> [TASK STATEMENT]: Whatever follows the line containing "positive clicks: (140, 291)" in the listing below should be printed exactly, along with that line itself.

> [THE DATA]:

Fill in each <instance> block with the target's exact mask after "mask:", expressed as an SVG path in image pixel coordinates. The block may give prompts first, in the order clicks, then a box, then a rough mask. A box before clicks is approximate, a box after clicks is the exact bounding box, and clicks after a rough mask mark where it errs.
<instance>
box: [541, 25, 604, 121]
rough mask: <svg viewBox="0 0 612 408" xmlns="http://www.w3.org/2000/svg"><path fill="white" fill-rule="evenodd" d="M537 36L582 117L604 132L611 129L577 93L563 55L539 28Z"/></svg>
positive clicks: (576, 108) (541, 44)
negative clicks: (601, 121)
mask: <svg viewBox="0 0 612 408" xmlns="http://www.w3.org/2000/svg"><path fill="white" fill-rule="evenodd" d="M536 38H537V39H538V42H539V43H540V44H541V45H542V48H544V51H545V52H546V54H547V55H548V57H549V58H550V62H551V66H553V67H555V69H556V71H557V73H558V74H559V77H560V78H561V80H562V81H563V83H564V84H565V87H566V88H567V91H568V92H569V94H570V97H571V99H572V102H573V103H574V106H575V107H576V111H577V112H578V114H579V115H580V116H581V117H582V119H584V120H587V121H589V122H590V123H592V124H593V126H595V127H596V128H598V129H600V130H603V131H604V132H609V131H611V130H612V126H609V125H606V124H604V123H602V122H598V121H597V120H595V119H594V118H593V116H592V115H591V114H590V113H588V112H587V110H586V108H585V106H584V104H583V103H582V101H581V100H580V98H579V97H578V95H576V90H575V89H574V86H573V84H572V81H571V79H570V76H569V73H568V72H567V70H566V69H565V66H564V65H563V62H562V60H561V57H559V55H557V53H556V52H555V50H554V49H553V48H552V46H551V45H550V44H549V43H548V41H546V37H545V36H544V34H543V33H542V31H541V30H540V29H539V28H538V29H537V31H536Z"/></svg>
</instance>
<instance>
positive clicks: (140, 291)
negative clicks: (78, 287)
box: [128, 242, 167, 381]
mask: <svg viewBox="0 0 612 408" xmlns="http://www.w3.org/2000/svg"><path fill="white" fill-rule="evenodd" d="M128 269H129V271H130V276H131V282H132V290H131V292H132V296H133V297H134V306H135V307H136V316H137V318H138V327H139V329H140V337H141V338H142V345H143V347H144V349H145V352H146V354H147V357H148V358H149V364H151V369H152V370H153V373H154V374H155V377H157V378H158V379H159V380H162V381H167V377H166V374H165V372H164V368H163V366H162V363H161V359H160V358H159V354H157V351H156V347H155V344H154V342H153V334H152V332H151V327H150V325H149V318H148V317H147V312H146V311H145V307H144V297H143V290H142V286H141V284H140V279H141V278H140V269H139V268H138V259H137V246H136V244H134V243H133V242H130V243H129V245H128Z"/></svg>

> [RESPONSE BOX]:
positive clicks: (140, 291)
negative clicks: (78, 287)
box: [128, 242, 167, 381]
mask: <svg viewBox="0 0 612 408" xmlns="http://www.w3.org/2000/svg"><path fill="white" fill-rule="evenodd" d="M128 269H129V271H130V276H131V282H132V290H131V292H132V296H133V297H134V306H135V307H136V316H137V318H138V327H139V329H140V337H141V338H142V345H143V347H144V349H145V352H146V354H147V357H148V358H149V364H151V369H152V370H153V373H154V374H155V377H157V378H158V379H159V380H162V381H167V377H166V374H165V372H164V368H163V366H162V363H161V359H160V358H159V354H157V351H156V347H155V344H154V342H153V334H152V332H151V327H150V325H149V318H148V317H147V312H146V311H145V307H144V297H143V290H142V286H141V284H140V279H141V278H140V269H139V268H138V259H137V246H136V244H134V243H133V242H130V243H129V245H128Z"/></svg>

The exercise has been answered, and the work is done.